**Aim:**
Count the lines in the data below that contain the string "leaf", matching case exactly, and reply with the number alone.

**Recorded data:**
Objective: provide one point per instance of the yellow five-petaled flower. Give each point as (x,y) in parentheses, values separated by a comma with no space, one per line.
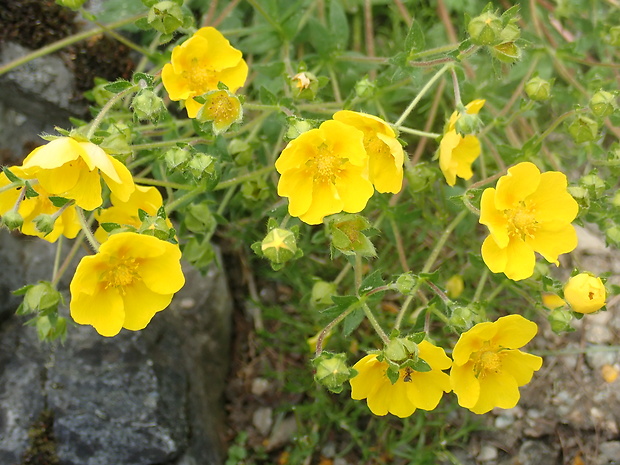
(130,278)
(412,390)
(527,212)
(488,368)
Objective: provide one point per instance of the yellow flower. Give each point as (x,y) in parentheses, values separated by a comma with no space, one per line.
(412,390)
(325,171)
(221,107)
(67,168)
(585,293)
(488,369)
(67,224)
(527,212)
(199,64)
(457,152)
(385,154)
(131,278)
(145,198)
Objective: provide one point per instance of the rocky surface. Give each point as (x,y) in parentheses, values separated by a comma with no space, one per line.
(140,398)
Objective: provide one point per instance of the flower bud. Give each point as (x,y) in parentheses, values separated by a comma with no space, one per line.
(12,220)
(305,85)
(332,371)
(147,105)
(560,319)
(538,89)
(485,29)
(296,127)
(279,245)
(322,293)
(405,283)
(165,17)
(365,88)
(585,293)
(507,52)
(73,4)
(400,350)
(467,123)
(44,223)
(603,103)
(614,36)
(175,157)
(455,286)
(583,129)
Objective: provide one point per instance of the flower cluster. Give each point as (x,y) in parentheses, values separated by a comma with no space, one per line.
(198,67)
(132,276)
(337,166)
(487,371)
(528,211)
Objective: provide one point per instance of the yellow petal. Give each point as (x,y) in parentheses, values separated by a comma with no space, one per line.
(465,385)
(493,219)
(522,180)
(551,244)
(54,154)
(521,365)
(103,310)
(496,390)
(141,304)
(514,331)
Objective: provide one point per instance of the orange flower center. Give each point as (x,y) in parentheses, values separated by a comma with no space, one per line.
(122,272)
(325,164)
(521,221)
(487,360)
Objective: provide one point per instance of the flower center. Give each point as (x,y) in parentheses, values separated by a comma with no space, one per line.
(325,164)
(200,77)
(487,360)
(521,221)
(121,273)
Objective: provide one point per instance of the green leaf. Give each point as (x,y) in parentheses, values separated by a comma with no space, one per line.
(352,321)
(414,42)
(58,202)
(118,86)
(338,24)
(371,282)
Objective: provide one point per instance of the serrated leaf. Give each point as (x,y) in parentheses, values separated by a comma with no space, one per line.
(118,86)
(58,202)
(370,282)
(414,41)
(352,321)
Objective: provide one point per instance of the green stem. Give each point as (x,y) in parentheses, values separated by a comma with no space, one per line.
(421,94)
(51,48)
(416,132)
(243,178)
(97,121)
(86,229)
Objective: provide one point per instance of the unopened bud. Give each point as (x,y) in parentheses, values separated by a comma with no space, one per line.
(507,52)
(147,105)
(279,245)
(485,29)
(44,223)
(332,371)
(165,17)
(583,129)
(12,220)
(538,89)
(603,103)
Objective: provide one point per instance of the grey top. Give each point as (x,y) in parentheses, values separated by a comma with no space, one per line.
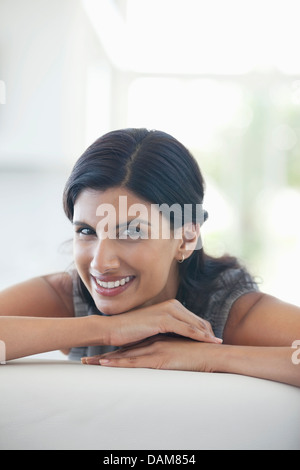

**Final result:**
2